PROBLEM TO WORK ON:
The listing below should be written out exactly; please include all of it.

PROVIDED DATA:
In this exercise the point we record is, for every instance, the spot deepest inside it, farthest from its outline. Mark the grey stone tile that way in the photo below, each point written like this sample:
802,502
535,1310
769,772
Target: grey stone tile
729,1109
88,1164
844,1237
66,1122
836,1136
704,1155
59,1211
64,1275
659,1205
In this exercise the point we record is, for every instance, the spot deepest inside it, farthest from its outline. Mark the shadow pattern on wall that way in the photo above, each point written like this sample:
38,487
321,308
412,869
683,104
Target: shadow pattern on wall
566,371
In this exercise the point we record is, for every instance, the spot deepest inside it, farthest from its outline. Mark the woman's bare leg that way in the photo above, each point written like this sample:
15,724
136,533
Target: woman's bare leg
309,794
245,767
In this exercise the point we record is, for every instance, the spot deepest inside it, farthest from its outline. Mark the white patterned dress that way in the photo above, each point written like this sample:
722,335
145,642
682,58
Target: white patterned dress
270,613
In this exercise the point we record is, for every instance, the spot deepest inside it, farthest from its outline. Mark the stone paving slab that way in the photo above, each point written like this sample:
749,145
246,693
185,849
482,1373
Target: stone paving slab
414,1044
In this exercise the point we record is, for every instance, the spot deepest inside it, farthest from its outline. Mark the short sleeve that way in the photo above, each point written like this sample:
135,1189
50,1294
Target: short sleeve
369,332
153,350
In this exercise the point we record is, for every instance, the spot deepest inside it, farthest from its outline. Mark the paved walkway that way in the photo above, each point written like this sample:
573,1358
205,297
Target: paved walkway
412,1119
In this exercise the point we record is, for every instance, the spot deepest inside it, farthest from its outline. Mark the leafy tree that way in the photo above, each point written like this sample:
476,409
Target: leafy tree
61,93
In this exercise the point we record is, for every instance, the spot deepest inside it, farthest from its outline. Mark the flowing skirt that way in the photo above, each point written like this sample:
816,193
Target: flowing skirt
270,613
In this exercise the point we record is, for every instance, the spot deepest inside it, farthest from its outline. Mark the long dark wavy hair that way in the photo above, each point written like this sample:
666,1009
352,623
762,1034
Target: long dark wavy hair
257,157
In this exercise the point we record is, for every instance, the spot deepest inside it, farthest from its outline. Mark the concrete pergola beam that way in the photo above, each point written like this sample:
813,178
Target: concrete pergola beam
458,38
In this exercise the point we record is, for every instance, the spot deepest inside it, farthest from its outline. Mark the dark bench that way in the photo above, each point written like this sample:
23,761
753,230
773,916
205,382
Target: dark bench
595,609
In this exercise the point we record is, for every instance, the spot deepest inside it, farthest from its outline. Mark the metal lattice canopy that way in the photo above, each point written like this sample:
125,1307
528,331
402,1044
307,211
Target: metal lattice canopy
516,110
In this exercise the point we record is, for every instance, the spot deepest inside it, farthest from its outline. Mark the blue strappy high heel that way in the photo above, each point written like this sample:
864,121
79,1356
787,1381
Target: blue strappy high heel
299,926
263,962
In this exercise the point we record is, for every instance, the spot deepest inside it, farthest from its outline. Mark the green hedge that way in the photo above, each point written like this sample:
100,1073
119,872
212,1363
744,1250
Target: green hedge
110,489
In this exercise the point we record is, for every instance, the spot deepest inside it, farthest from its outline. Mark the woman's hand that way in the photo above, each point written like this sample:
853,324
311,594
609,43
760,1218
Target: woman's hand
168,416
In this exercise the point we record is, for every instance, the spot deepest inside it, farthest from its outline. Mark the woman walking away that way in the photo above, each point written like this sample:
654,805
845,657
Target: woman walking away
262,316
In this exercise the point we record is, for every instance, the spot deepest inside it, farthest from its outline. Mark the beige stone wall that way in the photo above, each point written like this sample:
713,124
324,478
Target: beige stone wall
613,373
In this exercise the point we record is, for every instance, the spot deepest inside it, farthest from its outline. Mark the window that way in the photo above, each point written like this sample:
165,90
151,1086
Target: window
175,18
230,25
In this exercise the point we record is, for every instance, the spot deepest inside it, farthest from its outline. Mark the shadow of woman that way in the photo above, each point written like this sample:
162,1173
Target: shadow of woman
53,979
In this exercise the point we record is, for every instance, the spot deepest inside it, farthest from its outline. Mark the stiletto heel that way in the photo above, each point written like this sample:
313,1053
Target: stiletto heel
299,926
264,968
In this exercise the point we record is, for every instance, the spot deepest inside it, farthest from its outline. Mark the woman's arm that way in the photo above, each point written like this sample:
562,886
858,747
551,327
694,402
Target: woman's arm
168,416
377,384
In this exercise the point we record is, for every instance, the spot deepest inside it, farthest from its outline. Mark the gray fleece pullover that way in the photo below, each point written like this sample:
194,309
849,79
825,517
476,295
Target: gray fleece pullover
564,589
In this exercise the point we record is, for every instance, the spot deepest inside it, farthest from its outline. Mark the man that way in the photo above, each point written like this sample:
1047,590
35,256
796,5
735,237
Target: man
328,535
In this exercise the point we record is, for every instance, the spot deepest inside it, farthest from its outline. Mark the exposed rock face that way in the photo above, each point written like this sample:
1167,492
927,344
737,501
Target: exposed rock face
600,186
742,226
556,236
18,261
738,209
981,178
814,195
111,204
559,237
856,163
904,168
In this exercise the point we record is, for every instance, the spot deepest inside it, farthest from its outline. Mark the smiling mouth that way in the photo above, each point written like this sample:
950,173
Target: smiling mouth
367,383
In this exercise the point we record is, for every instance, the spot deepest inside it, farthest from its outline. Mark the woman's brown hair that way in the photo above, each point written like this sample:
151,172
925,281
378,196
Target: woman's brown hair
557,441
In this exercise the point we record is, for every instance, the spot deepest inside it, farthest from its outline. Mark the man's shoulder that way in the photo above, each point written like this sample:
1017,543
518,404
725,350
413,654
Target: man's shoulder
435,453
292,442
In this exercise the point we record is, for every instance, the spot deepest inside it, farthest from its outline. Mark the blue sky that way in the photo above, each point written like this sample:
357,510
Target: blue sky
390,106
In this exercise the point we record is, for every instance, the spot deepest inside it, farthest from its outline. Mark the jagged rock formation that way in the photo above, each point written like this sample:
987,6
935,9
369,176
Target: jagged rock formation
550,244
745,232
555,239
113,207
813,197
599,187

SOLUTION:
In this exercise the point we record is, for every instance, the spot deepest inside it, farthest from its outline. Mark the grey stone tile that way in the photo below, each point written like this sample:
802,502
535,1310
769,772
Target: grey stone tile
729,1109
88,1164
844,1237
66,1122
836,1136
704,1155
59,1211
64,1275
659,1205
In this exercise the point we record is, for every instance, the spot deepest inside it, farthest from its outline. Mark the shadow pattern on wall that way in the photo above, each point written like this sample:
38,487
321,308
412,869
683,104
Target: shadow pattern on wall
566,371
In this exercise the point we record is, for every instance, the spot deepest inside it, farthest from its outline. Mark the woman's bare leg that way in the photo above, each point written like this sample:
15,724
136,533
Target: woman's bare leg
309,794
245,767
In this exercise the point we record is, for every instance, the spot deepest inside it, farthest from its outline. Mark the white patterned dress that way in the photo above, each point written like this sample:
722,335
145,642
682,58
Target: white patterned dress
270,613
In this exercise the point we record is, for every instance, the spot deepest inside it, farthest from its outline. Mark the stone paving slab that way in the photo above, each point written like this sample:
749,145
246,693
185,849
482,1373
Target: stone paving slab
414,1044
In this exercise the point we record is, for every instance, the spot deepest inside it, farthest from its outline. Mark the short sleeve that way in the photo above, each point written like this sample:
135,1189
50,1294
Target: short sleeve
369,332
153,350
In this exercise the point we record is, for every instance, the spot deepest inside it, farthest from its outline. Mark the paved walkway that way in the photo above, each point written like this sample:
573,1358
205,297
Target: paved walkway
412,1119
In this exercise the point we record is, for every instance, the spot deepest inside it, farthest from its outline. Mark the leafy tree that way in the photo above, each point written like this sample:
476,409
Target: leafy tree
61,93
In this exercise the point we record is, for every instance, the spot deepest inside it, farthest from its outline. Mark the flowing skirt that way in the photo above, each point written like this sample:
816,193
Target: flowing skirt
270,613
In this exercise the point we record is, for every instance, the spot deepest inside it, farthest from its outline. Mark the long dark wavy hair that way in the photo above, each point written like this sample:
666,1009
352,623
762,1034
Target: long dark wavy hair
257,157
In this exercise the point we record is, for every instance, the spot deepest inside it, farthest from its outline. Mark the concrete pergola beam that way in the photo above, each point written like this sample:
813,178
Target: concrete pergola beam
458,38
In this exercise the point we record is, for every instance, the spot deepest inside it, farthest from its outline. Mark the dark bench that way in the photo above, each point written like this sample:
23,761
753,230
773,916
205,382
Target: dark bench
595,609
In this exercise the point we record is, for every instance, the spot deepest inside it, farthest from its outline. Mark the metal lattice canopy that way in the photo above, each point written like this sample:
125,1307
528,331
402,1044
307,211
Target: metal lattice canopy
516,110
In this exercise the point we record is, for every instance, the spot deepest inside it, farthest from its outline. Mark the blue strappy high heel that way in the photo above, each point written like this sample:
864,121
79,1356
787,1381
Target: blue strappy high heel
299,926
263,962
In this exercise the point we record is, for every instance, the spot deepest inside it, farthest from its outline. Mark the green hedge that way in the photo above, each point written like this sample:
100,1073
119,872
212,1363
744,1250
Target: green hedge
110,489
In this exercise the point we record is, for every instance, the spot deepest inside it, farthest from its outline. Mark the woman's hand that way in the photo above, each point written like this sample:
853,324
311,594
609,43
760,1218
Target: woman's hand
168,416
In this exercise the point we record is, for every instance, the spot deepest inside it, farthest from its outline. Mark the woman walking away that way in the photo above, each point written like this sample:
654,805
845,657
Target: woman walking away
262,316
In this exercise the point we record is, for every instance, the spot deepest inside it, farthest from its outline. Mark the beige stone wall that way in the photo above, each point written like this sample:
713,124
324,478
Target: beige stone wall
613,373
In this exercise the point we record is, for every instance, the spot deepest inside it, farthest from its outline. Mark the window that way in the photo above, each point written like this sample:
165,90
151,1086
Target: window
175,18
230,25
In this exercise the point we record is, for every instance, the spot deepest inside it, farthest from its outline. Mark the shadow of woman that way in the photo above, each point written like this sample:
162,1173
Target: shadow of woman
53,979
In this exercise the point we record is, for every instance, the spot deepest inside it, farthest from its outline. Mark the stiletto heel that way in the photo above, each point written like this sample:
313,1053
Target: stiletto heel
299,926
264,968
In this exercise the point we record is, for every instance, the spot deepest inside it, farthest from its outline. Mark the woman's arm that way in the photo above, each point written like this sample:
562,886
858,747
551,327
694,402
Target: woman's arm
168,416
377,384
In this exercise the point we record is, for every instance, the spot deepest inside it, farthest from its outline. Mark the gray fleece pullover that way in the photo below, each point written like this sample:
194,309
849,79
825,517
476,295
Target: gray fleece pullover
564,589
In this exercise the point we record is, for every instance, the spot deepest inside it, farthest from its outline. Mark the man that way in the photo above, each point written like this sample:
1047,590
35,256
796,5
735,237
Target: man
328,535
In this exercise the point we record is, for every instance, the spot deepest inside it, farthest from its outline. Mark the exposed rock face that way in the photo above, each point written like this sample:
1167,492
927,344
737,501
Target: exposed rock face
600,186
742,226
556,236
18,261
738,209
981,178
814,195
111,204
559,237
856,163
904,168
In this exercise the point we record is, for every instance, the spot deepest inside it, farthest from its outline. Mark the smiling mouth that way in the photo above, each point written like this sample:
950,173
Target: smiling mouth
367,383
In this exercise the point we record is, for every instance, the spot deepest inside it, farthest from its outline. Mark the woman's brown hair that way in the photo above, each point written like this sample:
151,172
925,281
378,196
Target: woman's brown hair
557,441
In this exercise the point we record is, for every instance, the spot deepest inside it, farthest from its outline. Mark the man's shoulder that way in the photo above, each point written like this sample:
1017,543
518,404
725,350
413,654
Target: man's shoulder
435,453
292,442
In this exercise the point we record is, for every instance, the spot deepest inside it, farthest from its outline. Mark the blue sky that way in the photo above, each point written like this sample:
357,510
Target: blue sky
390,106
In this exercise the point we record is, for every instance, the spot deepest inside it, farthest from its outline. Mark the jagged rock formation that way in the photo above, each point written like this sample:
987,6
935,9
369,176
Target: jagged rock formation
550,244
745,232
555,239
113,207
813,197
599,187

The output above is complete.